-- start --
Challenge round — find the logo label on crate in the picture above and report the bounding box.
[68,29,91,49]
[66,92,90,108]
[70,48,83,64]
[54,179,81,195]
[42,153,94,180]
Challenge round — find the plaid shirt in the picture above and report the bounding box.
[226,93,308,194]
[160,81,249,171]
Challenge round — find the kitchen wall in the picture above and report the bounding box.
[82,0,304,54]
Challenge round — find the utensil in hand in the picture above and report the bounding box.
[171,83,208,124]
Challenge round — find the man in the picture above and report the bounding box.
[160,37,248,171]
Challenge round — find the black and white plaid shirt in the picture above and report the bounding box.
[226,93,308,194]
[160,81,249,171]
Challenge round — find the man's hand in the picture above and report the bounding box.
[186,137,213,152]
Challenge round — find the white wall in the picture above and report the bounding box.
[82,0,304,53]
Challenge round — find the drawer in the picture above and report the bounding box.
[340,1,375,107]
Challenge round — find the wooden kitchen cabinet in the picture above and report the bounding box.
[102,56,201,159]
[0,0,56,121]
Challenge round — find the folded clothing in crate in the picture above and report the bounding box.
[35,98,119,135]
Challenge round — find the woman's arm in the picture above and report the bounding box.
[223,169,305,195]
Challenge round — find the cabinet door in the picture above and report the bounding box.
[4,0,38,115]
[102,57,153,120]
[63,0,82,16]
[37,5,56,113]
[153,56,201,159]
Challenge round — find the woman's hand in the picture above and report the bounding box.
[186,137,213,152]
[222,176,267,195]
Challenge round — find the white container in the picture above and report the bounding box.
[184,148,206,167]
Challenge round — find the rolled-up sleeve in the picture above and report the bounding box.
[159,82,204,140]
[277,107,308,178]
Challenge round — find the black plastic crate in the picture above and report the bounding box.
-- end --
The problem:
Copy verbatim everything in the data above, from the line containing "Challenge round — find the cabinet" down to the final line, both included.

Answer for the task:
Challenge round — find the cabinet door in the picture above and report the bounding box.
[4,0,38,115]
[102,57,153,120]
[63,0,82,16]
[37,5,56,113]
[153,56,201,159]
Challenge round — find the woman's hand in the picture above and report the bounding box.
[186,137,213,152]
[222,176,267,195]
Challenge round — find the white container in the picture above and report the bounding box.
[184,148,206,167]
Challenge round — find the rolled-up sleeve in the picture above and report the bounding box.
[159,82,204,140]
[277,107,308,178]
Challenge round — find the black plastic crate in the picture above and report the bounding box.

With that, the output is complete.